Exercise task —
Lines before the one containing "surface. Keep to one point per instance." are excluded; retype that line and all remaining lines of the material exactly.

The input —
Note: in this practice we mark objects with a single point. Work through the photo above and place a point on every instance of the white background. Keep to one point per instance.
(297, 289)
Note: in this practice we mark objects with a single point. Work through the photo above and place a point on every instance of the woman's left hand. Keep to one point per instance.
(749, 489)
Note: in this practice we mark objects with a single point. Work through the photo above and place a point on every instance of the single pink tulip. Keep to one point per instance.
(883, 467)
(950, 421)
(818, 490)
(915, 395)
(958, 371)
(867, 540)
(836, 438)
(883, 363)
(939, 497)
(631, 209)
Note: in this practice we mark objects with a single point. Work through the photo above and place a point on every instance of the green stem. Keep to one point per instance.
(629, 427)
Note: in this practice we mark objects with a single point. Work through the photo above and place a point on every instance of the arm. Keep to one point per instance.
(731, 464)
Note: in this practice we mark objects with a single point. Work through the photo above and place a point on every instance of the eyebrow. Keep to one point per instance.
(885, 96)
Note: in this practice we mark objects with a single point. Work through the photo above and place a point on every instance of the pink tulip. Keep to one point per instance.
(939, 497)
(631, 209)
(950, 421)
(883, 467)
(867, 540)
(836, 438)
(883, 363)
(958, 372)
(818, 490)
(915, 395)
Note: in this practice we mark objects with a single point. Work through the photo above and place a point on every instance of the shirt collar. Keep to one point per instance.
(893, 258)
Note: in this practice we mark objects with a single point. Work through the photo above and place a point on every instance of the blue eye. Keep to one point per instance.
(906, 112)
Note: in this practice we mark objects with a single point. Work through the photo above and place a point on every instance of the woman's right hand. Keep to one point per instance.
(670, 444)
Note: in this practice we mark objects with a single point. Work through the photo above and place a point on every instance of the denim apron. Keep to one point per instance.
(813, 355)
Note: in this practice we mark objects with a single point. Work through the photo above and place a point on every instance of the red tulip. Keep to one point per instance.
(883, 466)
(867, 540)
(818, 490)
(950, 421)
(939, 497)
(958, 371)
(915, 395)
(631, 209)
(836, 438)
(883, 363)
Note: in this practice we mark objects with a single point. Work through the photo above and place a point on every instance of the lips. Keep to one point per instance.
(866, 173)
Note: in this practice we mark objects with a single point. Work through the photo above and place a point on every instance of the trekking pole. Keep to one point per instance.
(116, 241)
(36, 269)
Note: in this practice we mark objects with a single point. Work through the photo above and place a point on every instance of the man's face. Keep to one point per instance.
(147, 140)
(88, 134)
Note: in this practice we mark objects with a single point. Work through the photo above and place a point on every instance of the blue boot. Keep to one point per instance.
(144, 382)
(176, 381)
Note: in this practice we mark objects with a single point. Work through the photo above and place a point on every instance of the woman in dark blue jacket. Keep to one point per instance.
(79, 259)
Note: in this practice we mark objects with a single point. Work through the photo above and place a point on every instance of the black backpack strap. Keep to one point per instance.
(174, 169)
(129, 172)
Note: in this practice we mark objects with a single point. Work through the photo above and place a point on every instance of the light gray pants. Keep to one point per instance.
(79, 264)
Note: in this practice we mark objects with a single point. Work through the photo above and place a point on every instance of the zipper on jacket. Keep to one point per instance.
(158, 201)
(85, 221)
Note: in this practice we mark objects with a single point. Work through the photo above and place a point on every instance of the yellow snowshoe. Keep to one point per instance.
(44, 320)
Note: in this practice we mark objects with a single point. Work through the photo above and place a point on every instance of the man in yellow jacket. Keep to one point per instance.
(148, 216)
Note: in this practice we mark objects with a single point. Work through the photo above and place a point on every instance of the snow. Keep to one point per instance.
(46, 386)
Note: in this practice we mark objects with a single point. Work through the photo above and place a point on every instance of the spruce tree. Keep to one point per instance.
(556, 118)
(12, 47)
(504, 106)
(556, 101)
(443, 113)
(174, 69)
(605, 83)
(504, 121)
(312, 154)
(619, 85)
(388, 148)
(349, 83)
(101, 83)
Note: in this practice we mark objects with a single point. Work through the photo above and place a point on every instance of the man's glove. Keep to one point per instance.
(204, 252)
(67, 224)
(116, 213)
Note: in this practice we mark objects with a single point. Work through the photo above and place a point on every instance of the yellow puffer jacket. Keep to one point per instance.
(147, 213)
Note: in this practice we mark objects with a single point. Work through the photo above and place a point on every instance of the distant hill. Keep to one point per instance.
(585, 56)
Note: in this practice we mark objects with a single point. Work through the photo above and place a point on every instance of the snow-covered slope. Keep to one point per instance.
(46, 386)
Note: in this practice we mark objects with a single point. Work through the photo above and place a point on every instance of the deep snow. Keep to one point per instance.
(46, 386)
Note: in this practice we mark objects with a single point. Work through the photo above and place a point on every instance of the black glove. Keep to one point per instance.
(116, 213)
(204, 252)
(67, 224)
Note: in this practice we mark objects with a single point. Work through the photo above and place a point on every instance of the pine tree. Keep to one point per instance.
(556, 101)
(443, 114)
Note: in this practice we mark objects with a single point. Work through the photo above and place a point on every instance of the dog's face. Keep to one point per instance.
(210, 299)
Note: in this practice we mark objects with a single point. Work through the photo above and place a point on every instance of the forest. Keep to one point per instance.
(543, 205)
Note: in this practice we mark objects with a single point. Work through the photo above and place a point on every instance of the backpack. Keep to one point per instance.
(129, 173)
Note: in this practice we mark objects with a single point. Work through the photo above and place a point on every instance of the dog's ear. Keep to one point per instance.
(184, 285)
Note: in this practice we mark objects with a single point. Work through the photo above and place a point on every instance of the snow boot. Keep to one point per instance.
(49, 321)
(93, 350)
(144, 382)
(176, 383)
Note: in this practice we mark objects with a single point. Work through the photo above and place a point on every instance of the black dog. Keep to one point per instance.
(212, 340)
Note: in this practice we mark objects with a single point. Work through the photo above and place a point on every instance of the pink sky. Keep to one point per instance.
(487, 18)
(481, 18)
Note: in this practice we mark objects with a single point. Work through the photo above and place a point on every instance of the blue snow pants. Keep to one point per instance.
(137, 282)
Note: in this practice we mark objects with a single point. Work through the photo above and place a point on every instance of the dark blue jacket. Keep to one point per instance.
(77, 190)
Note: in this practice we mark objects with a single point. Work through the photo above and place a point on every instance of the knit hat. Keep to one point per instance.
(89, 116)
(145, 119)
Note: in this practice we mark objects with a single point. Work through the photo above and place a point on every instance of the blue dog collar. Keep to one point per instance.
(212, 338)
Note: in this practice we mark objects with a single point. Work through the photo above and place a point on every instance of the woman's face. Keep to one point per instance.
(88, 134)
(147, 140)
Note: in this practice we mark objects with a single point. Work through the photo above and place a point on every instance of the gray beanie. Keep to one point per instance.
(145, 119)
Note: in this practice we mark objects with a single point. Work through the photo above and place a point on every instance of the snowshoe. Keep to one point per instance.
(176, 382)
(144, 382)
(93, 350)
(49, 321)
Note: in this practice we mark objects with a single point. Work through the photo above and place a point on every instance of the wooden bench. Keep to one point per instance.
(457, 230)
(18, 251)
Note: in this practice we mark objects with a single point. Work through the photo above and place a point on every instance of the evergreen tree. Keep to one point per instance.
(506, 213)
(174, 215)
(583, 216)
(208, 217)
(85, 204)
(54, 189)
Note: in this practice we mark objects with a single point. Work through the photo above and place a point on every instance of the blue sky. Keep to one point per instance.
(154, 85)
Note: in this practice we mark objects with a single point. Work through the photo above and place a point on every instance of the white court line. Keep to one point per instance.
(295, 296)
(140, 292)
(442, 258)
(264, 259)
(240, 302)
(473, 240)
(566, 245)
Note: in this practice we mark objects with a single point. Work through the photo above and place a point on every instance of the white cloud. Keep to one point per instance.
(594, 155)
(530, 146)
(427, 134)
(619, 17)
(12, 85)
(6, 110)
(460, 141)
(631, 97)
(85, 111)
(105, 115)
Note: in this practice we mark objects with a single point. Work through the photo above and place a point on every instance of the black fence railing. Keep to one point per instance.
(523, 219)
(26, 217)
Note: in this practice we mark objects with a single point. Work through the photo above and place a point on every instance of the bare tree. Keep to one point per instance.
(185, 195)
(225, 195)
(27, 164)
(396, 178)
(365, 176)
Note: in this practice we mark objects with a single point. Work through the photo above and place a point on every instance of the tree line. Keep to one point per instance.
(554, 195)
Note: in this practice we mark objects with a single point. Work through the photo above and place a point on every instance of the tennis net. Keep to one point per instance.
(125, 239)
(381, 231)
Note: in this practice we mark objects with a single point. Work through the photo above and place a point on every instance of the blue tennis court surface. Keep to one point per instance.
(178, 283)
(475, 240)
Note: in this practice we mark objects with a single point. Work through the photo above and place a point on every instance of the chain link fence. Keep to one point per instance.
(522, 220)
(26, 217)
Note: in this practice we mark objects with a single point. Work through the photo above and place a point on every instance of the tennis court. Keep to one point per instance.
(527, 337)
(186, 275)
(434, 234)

Response for this exercise —
Note: in this practice we mark objects with a single point. Work through the photo above and place a point on every instance of the blue tennis court surface. Keep to one point per instance.
(178, 283)
(475, 240)
Note: in this practice we mark objects with a single point. Work through the photo above and place a point on every instance of the chain link fence. Keep to one point per instance.
(522, 220)
(26, 217)
Note: in this practice we mark objects with a single point. Work through the photo above and place a point on every instance of the tennis court. Keep to one point per instance.
(527, 337)
(186, 275)
(434, 234)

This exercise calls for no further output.